Reply with one number: the count of lines in the listing that contain the string "wildflower".

Dataset entries:

____

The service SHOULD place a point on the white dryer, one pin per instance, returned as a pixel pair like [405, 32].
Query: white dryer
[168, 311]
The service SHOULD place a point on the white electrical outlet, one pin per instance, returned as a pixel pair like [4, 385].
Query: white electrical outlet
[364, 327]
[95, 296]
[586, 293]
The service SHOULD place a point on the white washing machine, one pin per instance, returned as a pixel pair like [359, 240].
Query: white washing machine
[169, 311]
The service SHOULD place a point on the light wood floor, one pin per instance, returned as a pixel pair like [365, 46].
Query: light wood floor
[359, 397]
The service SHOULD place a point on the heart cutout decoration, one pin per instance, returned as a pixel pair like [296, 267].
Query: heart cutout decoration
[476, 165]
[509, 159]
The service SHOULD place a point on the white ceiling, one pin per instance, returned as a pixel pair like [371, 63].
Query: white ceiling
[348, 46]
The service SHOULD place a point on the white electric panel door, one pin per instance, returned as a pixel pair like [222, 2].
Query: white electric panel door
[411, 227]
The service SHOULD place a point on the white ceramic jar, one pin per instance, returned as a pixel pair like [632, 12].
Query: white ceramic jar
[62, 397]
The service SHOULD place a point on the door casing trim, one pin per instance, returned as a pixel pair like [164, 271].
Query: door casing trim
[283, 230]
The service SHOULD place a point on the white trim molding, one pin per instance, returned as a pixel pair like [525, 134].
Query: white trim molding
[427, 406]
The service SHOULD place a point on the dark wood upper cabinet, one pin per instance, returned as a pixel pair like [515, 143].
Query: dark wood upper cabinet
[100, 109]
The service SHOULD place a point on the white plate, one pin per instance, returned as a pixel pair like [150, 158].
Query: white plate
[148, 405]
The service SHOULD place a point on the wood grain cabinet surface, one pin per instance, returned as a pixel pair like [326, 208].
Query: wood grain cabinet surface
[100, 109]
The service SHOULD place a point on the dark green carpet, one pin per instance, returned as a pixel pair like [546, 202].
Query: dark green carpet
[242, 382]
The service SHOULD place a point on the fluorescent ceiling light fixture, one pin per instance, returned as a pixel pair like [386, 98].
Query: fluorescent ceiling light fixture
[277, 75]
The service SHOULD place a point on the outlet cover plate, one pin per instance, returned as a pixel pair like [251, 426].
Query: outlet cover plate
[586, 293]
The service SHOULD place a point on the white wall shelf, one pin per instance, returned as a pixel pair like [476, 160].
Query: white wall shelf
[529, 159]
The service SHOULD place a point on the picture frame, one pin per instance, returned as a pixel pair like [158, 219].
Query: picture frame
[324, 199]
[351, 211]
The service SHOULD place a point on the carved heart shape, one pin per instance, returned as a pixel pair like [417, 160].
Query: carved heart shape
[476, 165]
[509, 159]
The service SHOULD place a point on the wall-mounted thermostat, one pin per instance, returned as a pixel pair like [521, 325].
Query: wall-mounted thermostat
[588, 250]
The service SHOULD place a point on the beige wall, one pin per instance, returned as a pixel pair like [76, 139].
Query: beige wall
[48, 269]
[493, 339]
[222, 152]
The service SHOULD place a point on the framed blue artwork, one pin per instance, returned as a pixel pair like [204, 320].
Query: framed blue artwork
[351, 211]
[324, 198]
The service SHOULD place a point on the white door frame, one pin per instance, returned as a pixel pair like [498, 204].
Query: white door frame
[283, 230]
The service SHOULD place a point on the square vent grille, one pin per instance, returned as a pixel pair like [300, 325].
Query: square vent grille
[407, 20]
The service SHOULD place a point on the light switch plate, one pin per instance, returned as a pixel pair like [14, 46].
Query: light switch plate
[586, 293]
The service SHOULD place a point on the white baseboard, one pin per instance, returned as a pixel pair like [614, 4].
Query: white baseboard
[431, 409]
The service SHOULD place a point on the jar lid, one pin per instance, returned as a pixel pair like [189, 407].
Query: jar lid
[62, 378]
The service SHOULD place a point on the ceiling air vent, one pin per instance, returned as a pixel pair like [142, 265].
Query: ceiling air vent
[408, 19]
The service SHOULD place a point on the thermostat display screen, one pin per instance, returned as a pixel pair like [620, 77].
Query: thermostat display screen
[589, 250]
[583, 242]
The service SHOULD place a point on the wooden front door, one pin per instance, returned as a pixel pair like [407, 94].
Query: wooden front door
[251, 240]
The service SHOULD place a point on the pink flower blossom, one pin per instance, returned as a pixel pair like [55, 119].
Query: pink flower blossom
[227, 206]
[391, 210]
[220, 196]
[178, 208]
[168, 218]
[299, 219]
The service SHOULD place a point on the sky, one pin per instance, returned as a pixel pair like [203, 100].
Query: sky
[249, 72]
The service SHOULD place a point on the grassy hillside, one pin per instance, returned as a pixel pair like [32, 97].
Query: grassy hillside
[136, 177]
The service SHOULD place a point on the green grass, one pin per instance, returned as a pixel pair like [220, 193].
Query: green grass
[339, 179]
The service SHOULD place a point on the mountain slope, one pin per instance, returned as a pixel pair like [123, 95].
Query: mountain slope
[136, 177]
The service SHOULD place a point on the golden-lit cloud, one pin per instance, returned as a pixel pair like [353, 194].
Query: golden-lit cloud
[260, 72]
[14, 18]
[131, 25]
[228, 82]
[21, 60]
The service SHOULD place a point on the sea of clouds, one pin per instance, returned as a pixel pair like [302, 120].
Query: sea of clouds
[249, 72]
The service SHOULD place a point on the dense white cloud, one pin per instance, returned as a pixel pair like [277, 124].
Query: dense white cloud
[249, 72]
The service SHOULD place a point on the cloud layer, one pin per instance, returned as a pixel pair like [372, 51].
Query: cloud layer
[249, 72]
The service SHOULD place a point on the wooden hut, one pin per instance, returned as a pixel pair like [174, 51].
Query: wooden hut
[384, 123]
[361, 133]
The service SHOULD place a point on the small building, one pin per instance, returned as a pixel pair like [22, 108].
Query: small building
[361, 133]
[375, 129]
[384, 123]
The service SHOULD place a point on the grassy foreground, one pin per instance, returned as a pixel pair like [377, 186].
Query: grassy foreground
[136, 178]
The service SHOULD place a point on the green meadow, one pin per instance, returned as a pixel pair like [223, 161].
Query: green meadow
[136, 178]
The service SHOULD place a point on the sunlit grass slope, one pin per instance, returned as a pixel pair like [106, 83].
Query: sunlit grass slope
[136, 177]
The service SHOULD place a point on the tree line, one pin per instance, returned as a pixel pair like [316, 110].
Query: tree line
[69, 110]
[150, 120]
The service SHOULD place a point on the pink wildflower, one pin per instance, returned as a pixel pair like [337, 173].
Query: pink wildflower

____

Response area:
2